**Passage to read:**
____
The Group has provided Plateau Resources (Proprietary) Limited (Plateau), a
company owned by Anooraq Resources Corporation (Anooraq), with a facility that
covers their senior debt repayments should Plateau not be able to meet its
repayments. The facility is limited to 29% of 49% of Lebowa Platinum Mine`s free
cash flows, and call on this facility is considered a remote possibility.
The Group has provided Lexshell 36 General Trading (Proprietary) Limited
(Lexshell 36), a company owned by the Bakgatla-Ba-Kgafela traditional community,
with a facility that covers their outstanding hedge exposure. The facility is
limited to Union Mine`s cash flows, and call on this facility is considered a
remote possibility.
____
**Labeled-object pointing entries:**
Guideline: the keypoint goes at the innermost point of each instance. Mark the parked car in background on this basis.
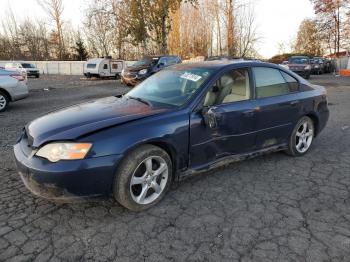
(24, 67)
(103, 67)
(13, 87)
(183, 120)
(317, 65)
(223, 58)
(328, 66)
(300, 65)
(146, 67)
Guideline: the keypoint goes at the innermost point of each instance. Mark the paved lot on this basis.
(271, 208)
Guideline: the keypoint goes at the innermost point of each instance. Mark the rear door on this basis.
(277, 98)
(105, 69)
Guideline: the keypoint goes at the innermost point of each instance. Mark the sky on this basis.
(277, 21)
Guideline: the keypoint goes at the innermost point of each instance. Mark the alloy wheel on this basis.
(149, 180)
(304, 137)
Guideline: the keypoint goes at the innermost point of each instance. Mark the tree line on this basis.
(328, 32)
(128, 29)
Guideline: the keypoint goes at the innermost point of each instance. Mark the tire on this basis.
(4, 101)
(301, 138)
(148, 168)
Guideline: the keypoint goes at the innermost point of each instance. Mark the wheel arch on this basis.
(315, 119)
(166, 146)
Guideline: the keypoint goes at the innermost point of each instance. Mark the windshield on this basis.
(146, 61)
(25, 65)
(91, 66)
(299, 60)
(171, 86)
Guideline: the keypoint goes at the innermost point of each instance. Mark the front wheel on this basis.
(302, 137)
(143, 178)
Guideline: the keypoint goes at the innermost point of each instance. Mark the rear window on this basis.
(299, 60)
(292, 82)
(91, 65)
(26, 65)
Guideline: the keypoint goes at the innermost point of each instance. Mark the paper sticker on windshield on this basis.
(190, 76)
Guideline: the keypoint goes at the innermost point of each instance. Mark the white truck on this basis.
(103, 67)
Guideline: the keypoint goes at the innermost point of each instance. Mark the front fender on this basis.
(171, 130)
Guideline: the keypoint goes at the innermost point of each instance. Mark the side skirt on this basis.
(228, 160)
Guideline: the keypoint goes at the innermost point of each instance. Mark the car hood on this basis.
(298, 65)
(78, 120)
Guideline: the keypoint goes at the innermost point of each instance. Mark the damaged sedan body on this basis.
(186, 119)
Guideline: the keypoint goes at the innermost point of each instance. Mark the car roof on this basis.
(220, 64)
(159, 56)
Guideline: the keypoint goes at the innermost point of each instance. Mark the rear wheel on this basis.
(4, 101)
(143, 178)
(302, 137)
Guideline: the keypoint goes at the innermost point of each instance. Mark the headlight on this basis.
(64, 151)
(143, 72)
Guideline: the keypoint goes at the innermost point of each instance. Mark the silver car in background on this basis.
(13, 87)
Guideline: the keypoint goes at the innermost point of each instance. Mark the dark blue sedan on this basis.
(183, 120)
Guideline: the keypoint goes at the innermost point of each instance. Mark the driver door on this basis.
(226, 124)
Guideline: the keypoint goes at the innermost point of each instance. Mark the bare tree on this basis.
(54, 8)
(247, 36)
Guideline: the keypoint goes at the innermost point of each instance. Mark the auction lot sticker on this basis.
(190, 76)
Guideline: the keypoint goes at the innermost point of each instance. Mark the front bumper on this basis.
(66, 180)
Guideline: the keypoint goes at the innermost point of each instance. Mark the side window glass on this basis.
(292, 82)
(231, 87)
(269, 82)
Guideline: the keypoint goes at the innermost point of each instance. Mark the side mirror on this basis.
(209, 116)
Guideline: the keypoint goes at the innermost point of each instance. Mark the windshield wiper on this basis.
(140, 100)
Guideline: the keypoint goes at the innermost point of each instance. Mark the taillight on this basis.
(18, 77)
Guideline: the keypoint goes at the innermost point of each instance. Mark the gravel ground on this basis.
(271, 208)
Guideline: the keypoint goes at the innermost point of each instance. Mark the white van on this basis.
(103, 67)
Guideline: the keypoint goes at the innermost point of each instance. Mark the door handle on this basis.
(294, 103)
(248, 112)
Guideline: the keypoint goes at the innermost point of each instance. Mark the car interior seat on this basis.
(240, 89)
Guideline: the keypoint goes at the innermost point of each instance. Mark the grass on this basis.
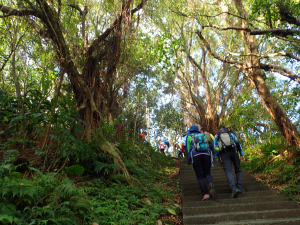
(50, 198)
(277, 165)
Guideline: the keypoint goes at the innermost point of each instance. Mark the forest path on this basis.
(258, 205)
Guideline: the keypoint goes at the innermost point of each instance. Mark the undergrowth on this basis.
(277, 165)
(53, 198)
(70, 180)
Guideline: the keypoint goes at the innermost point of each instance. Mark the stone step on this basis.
(238, 216)
(234, 207)
(258, 205)
(218, 185)
(195, 189)
(257, 194)
(290, 221)
(197, 202)
(185, 181)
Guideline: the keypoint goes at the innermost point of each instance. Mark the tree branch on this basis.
____
**Stated exercise 1:**
Reproduce, in full and word for word, the passage on the Group's facilities for Plateau and Lexshell 36.
**Stated exercise 2:**
Convert the rows, from the line that contains "grass on this basis." through the end of the rows, both ends inclusive, into a Markdown table with the columns No. and Line, numbering each line and omitting blank lines. Leave the pictures out of the answer.

**Expected answer 1:**
The Group has provided Plateau Resources (Proprietary) Limited (Plateau), a
company owned by Anooraq Resources Corporation (Anooraq), with a facility that
covers their senior debt repayments should Plateau not be able to meet its
repayments. The facility is limited to 29% of 49% of Lebowa Platinum Mine`s free
cash flows, and call on this facility is considered a remote possibility.
The Group has provided Lexshell 36 General Trading (Proprietary) Limited
(Lexshell 36), a company owned by the Bakgatla-Ba-Kgafela traditional community,
with a facility that covers their outstanding hedge exposure. The facility is
limited to Union Mine`s cash flows, and call on this facility is considered a
remote possibility.

**Expected answer 2:**
| No. | Line |
|---|---|
| 1 | Guideline: the keypoint goes at the innermost point of each instance. Mark the grass on this basis. |
| 2 | (50, 198) |
| 3 | (277, 165) |
| 4 | Guideline: the keypoint goes at the innermost point of each instance. Mark the forest path on this basis. |
| 5 | (258, 205) |
| 6 | Guideline: the keypoint goes at the innermost point of each instance. Mark the undergrowth on this basis. |
| 7 | (277, 165) |
| 8 | (53, 198) |
| 9 | (70, 180) |
| 10 | Guideline: the keypoint goes at the innermost point of each instance. Mark the stone step on this basis. |
| 11 | (238, 216) |
| 12 | (234, 207) |
| 13 | (258, 205) |
| 14 | (218, 185) |
| 15 | (195, 189) |
| 16 | (257, 194) |
| 17 | (290, 221) |
| 18 | (197, 202) |
| 19 | (185, 181) |
| 20 | Guideline: the keypoint goes at the innermost point of each instance. Mark the tree branch on this basis. |